> [What to produce]: Nothing but the lines from the one with "Query: small rock" through the final line of the entries below should be written out, each exactly as given.

[Stored entries]

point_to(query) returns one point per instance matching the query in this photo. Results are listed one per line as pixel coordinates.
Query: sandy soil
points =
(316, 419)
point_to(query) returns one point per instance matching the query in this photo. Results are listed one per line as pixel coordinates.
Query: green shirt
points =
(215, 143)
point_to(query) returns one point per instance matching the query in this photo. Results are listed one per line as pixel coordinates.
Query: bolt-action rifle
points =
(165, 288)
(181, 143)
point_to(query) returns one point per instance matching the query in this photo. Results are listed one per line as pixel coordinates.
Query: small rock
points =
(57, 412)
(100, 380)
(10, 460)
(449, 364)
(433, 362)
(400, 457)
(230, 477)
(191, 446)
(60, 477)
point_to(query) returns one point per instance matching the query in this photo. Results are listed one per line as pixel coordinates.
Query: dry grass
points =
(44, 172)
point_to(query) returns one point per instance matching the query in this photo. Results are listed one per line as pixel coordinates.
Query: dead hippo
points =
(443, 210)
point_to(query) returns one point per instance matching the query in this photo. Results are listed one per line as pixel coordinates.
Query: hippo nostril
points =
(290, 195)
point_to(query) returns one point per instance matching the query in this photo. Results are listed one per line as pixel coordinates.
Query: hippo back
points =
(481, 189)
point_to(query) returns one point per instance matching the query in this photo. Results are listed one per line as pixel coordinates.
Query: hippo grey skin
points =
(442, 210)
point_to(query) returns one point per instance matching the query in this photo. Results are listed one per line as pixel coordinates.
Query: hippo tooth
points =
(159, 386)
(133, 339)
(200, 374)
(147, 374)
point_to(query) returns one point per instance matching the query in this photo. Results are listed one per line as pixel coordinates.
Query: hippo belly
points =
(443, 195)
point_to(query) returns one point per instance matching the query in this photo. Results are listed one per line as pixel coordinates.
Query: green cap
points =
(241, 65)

> [Response for this exercise]:
Query: small rock
points =
(57, 412)
(100, 380)
(10, 460)
(449, 364)
(433, 362)
(400, 457)
(230, 477)
(191, 446)
(60, 477)
point_to(query) returns one point per instance matching the query in this photo. Results are listed one per line as pixel coordinates.
Query: dry grass
points =
(44, 172)
point_to(query) returns one point per instance matching the query in this photo. Results are listed one per line as pixel coordinates.
Query: dead hippo
points =
(443, 210)
point_to(query) returns one point per instance matching the query in this photo. Results are listed one per line as pixel coordinates.
Query: hippo nostril
points =
(290, 195)
point_to(query) returns one point per instance matching the query in this photo. Results are listed one per line as pixel coordinates.
Query: hippo back
points =
(481, 189)
point_to(query) returns one point per instance matching the query in this photo. Results are listed one per line as pixel coordinates.
Query: hippo grey skin
points =
(442, 210)
point_to(query) returns one point per instance matching the query in this photo. Results are listed one per line as pixel coordinates.
Query: hippo tooth
points =
(159, 386)
(133, 339)
(200, 374)
(147, 374)
point_to(query) returns one point per instance matching the query in this photo. Results are listed one per line as pixel coordinates.
Query: hippo belly
points =
(443, 195)
point_to(query) returns one point per instance matching the query in this photo. Results are listed one per line as pixel coordinates.
Query: green cap
points =
(241, 65)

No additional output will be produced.